======== GIVEN RECORDS ========
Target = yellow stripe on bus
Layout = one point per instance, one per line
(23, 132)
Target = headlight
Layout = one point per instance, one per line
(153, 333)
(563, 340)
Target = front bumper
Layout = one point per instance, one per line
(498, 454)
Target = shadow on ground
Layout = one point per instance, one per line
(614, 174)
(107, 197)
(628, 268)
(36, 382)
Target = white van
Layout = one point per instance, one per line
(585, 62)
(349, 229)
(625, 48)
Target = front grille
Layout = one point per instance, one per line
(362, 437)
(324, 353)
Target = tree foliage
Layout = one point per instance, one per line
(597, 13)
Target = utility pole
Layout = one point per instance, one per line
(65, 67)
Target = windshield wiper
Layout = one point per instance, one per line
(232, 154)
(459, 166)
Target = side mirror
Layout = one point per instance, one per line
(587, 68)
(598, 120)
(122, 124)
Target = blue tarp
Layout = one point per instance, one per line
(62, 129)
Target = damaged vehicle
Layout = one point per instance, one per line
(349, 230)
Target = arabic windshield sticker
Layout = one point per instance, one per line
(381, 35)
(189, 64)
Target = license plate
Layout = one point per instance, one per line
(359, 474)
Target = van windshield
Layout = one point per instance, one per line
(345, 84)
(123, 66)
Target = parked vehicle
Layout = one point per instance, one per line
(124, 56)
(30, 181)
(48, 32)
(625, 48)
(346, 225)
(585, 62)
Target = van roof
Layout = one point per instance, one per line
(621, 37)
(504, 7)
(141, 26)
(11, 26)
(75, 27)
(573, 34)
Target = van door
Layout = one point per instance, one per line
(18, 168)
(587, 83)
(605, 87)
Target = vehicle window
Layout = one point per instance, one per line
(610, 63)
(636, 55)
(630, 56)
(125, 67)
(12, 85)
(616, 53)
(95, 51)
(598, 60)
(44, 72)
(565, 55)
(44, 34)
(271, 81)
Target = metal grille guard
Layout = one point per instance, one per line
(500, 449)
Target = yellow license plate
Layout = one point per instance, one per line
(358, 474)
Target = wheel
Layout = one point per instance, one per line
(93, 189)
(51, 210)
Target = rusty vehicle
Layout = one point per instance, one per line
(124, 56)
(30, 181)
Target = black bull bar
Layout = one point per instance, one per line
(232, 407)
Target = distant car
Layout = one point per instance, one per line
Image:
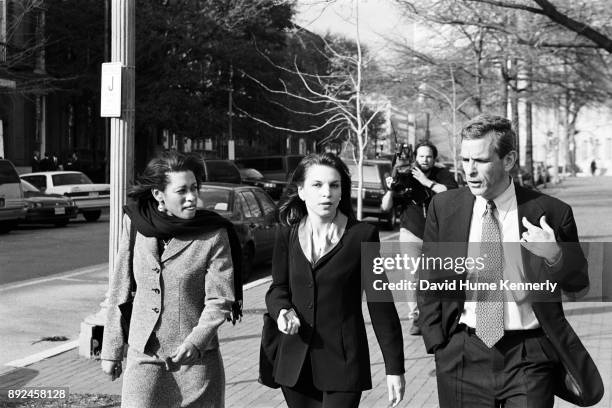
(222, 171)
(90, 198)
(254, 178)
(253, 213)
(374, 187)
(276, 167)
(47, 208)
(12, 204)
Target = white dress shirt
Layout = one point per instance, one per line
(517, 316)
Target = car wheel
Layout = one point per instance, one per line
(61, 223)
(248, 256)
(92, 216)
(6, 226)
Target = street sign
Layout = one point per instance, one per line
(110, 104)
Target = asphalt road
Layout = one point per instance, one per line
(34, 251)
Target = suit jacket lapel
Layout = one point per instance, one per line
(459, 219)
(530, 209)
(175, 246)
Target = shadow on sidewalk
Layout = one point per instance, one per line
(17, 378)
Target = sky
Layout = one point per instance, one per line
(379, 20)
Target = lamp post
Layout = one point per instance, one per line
========
*TASK GOAL*. All of the lines above should be printed exactly, minus the pictures.

*THE REPLY*.
Target = yellow stripe on bus
Layout = one point per instance, one per line
(23, 132)
Target = headlight
Layout = one point per instance, one per line
(153, 333)
(563, 340)
Target = front bumper
Layout = one point per instance, one per line
(498, 454)
Target = shadow on ground
Layout = one point per instance, one per line
(614, 174)
(107, 197)
(628, 268)
(36, 382)
Target = white van
Layout = one point per instance, one per line
(585, 62)
(349, 229)
(625, 48)
Target = front grille
Layout = one point per instance, one per line
(362, 437)
(324, 353)
Target = tree foliage
Layout = one point per instance, one per line
(597, 13)
Target = utility pole
Layout = one point per instance, one per line
(65, 67)
Target = windshield wiper
Layout = one point per instance, one per line
(232, 154)
(459, 166)
Target = side mirror
Layout = one point per instance, one per line
(587, 68)
(598, 120)
(122, 124)
Target = blue tarp
Layout = one point per instance, one per line
(62, 129)
Target = damaged vehicle
Layout = one point per instance, one per line
(349, 230)
Target = arabic windshield sticker
Layout = one point per instance, one per line
(381, 35)
(189, 64)
Target = license plate
Layout = one point per instance, one per line
(359, 474)
Target = van windshield
Layout = one point per instance, one per line
(345, 84)
(123, 66)
Target = parked vehicle
Layout = one point per instance, one per line
(124, 56)
(30, 181)
(48, 32)
(625, 48)
(346, 225)
(585, 62)
Target = van roof
Layout = one point per instance, one per line
(621, 37)
(504, 7)
(141, 26)
(11, 26)
(75, 27)
(573, 34)
Target = van door
Layout = one point per instance, one per line
(18, 168)
(587, 83)
(605, 87)
Target = vehicle window
Layout = one point per instance, one per line
(610, 63)
(636, 55)
(630, 56)
(125, 67)
(12, 85)
(616, 53)
(95, 51)
(598, 60)
(44, 72)
(565, 55)
(44, 34)
(271, 81)
Target = metal grille guard
Layout = one point per instance, one per line
(500, 449)
Target = yellow license plate
Layout = one point per instance, one per line
(358, 474)
Target = wheel
Layout = one point per instance, one per line
(93, 189)
(51, 210)
Target = rusty vehicle
Layout = one point per instance, one per line
(124, 56)
(30, 181)
Target = black bull bar
Layout = one point per instance, one per line
(232, 407)
Target = distant car
Layout = one point per instance, one per line
Image:
(222, 171)
(90, 198)
(254, 178)
(253, 213)
(374, 187)
(276, 167)
(47, 208)
(12, 204)
Target = white dress shirt
Layout = one point per instance, one per line
(517, 316)
Target = car wheel
Layout = one point per instance, one per line
(61, 223)
(248, 256)
(92, 216)
(6, 226)
Target = street sign
Layout = one point per instance, one per line
(110, 104)
Target = asphalt road
Layout = one point per instance, one per line
(34, 251)
Target = suit jacket lapel
Layout = one point per instance, one per line
(459, 219)
(530, 209)
(175, 246)
Target = shadow on sidewalk
Layout = one point per instance, one per line
(17, 378)
Target = sky
Layout = one point per instance, one per line
(379, 20)
Target = lamp post
Layout = one point per instance, one per line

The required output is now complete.